--- Data to process ---

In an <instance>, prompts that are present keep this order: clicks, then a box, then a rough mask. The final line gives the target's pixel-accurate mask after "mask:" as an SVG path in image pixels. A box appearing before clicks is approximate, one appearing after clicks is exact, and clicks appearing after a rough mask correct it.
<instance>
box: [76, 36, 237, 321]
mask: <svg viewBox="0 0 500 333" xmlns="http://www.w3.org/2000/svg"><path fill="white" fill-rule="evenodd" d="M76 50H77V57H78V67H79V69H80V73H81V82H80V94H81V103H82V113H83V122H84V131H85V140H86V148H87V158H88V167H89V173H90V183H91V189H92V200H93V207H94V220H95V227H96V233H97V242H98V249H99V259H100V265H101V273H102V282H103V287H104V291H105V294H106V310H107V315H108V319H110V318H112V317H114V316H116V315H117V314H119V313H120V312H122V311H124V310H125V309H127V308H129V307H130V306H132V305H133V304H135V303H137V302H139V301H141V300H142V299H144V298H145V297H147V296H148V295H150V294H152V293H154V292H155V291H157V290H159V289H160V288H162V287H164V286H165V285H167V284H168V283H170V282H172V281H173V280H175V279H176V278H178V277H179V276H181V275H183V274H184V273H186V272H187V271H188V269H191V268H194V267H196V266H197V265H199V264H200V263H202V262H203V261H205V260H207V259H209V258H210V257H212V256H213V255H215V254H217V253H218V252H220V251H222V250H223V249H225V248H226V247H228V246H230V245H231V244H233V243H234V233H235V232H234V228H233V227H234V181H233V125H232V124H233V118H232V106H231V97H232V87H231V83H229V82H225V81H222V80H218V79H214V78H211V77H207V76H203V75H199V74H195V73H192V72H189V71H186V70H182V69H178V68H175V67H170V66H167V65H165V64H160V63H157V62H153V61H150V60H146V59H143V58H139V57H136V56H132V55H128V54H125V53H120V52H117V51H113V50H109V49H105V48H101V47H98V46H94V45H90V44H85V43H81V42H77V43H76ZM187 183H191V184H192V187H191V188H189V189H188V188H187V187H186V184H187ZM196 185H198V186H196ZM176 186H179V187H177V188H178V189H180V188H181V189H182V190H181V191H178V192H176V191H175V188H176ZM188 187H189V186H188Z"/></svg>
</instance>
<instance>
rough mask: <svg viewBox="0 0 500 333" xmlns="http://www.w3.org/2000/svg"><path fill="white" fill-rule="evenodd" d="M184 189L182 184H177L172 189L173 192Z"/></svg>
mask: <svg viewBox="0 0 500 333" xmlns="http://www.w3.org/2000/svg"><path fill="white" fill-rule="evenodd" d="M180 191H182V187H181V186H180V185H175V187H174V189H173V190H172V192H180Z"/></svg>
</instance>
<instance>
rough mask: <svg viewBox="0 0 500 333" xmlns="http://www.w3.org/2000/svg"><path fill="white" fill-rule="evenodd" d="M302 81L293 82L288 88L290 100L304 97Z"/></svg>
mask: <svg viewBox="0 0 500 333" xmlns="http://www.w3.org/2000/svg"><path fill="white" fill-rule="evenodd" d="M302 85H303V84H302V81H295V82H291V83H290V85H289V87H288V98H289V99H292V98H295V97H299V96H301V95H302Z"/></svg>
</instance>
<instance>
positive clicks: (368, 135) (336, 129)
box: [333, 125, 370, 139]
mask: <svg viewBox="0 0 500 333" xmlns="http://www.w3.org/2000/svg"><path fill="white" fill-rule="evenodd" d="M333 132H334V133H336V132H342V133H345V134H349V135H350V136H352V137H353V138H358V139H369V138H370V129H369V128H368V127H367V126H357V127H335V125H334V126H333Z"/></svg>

---

__Task requirements__
Reproduce every line of the data exactly as it was written.

__Exercise result__
In an <instance>, prompts that are present keep this order: clicks, then a box, then a rough mask. The final line gives the target's pixel-accurate mask after "mask:" as an SVG path in image pixels. A box appearing before clicks is approximate, one appearing after clicks is exact, and clicks appearing after a rough mask correct it.
<instance>
box: [76, 36, 237, 321]
mask: <svg viewBox="0 0 500 333" xmlns="http://www.w3.org/2000/svg"><path fill="white" fill-rule="evenodd" d="M76 50H77V57H78V67H79V69H80V73H81V82H80V94H81V103H82V113H83V122H84V131H85V140H86V148H87V158H88V167H89V173H90V183H91V189H92V200H93V207H94V220H95V227H96V233H97V242H98V249H99V259H100V265H101V273H102V282H103V287H104V291H105V294H106V310H107V315H108V319H110V318H112V317H114V316H116V315H117V314H119V313H120V312H122V311H124V310H125V309H127V308H129V307H130V306H132V305H133V304H135V303H137V302H139V301H141V300H142V299H144V298H145V297H147V296H148V295H150V294H152V293H154V292H155V291H157V290H159V289H160V288H162V287H164V286H165V285H167V284H168V283H170V282H172V281H173V280H175V279H176V278H178V277H179V276H181V275H183V274H184V273H186V272H187V271H188V269H191V268H194V267H196V266H197V265H199V264H200V263H202V262H203V261H205V260H207V259H209V258H210V257H212V256H213V255H215V254H217V253H218V252H220V251H222V250H223V249H225V248H226V247H228V246H230V245H231V244H233V243H234V233H235V232H234V228H233V227H234V181H233V125H232V124H233V118H232V106H231V97H232V87H231V83H229V82H225V81H222V80H218V79H214V78H211V77H207V76H203V75H199V74H195V73H192V72H189V71H186V70H182V69H178V68H175V67H170V66H167V65H165V64H160V63H157V62H153V61H150V60H146V59H143V58H139V57H136V56H132V55H128V54H125V53H120V52H117V51H113V50H109V49H105V48H101V47H98V46H94V45H90V44H85V43H81V42H77V43H76ZM187 183H191V184H192V187H191V188H189V189H188V188H187V187H186V184H187ZM196 185H198V186H196ZM176 186H179V187H177V188H178V189H180V188H181V189H182V190H181V191H178V192H176V191H175V188H176ZM188 187H189V186H188Z"/></svg>
</instance>
<instance>
rough mask: <svg viewBox="0 0 500 333" xmlns="http://www.w3.org/2000/svg"><path fill="white" fill-rule="evenodd" d="M184 189L182 184H177L172 189L173 192Z"/></svg>
mask: <svg viewBox="0 0 500 333" xmlns="http://www.w3.org/2000/svg"><path fill="white" fill-rule="evenodd" d="M180 191H182V187H181V186H180V185H175V187H174V189H173V190H172V192H180Z"/></svg>
</instance>
<instance>
rough mask: <svg viewBox="0 0 500 333" xmlns="http://www.w3.org/2000/svg"><path fill="white" fill-rule="evenodd" d="M302 81L293 82L288 88L290 100L304 97Z"/></svg>
mask: <svg viewBox="0 0 500 333" xmlns="http://www.w3.org/2000/svg"><path fill="white" fill-rule="evenodd" d="M302 85H303V84H302V81H295V82H291V83H290V85H289V87H288V98H289V99H292V98H295V97H299V96H301V95H302Z"/></svg>
</instance>
<instance>
positive clicks: (368, 135) (336, 129)
box: [333, 125, 370, 139]
mask: <svg viewBox="0 0 500 333" xmlns="http://www.w3.org/2000/svg"><path fill="white" fill-rule="evenodd" d="M333 132H334V133H336V132H342V133H345V134H349V135H350V136H352V137H353V138H358V139H369V138H370V129H369V128H368V127H367V126H357V127H335V125H334V126H333Z"/></svg>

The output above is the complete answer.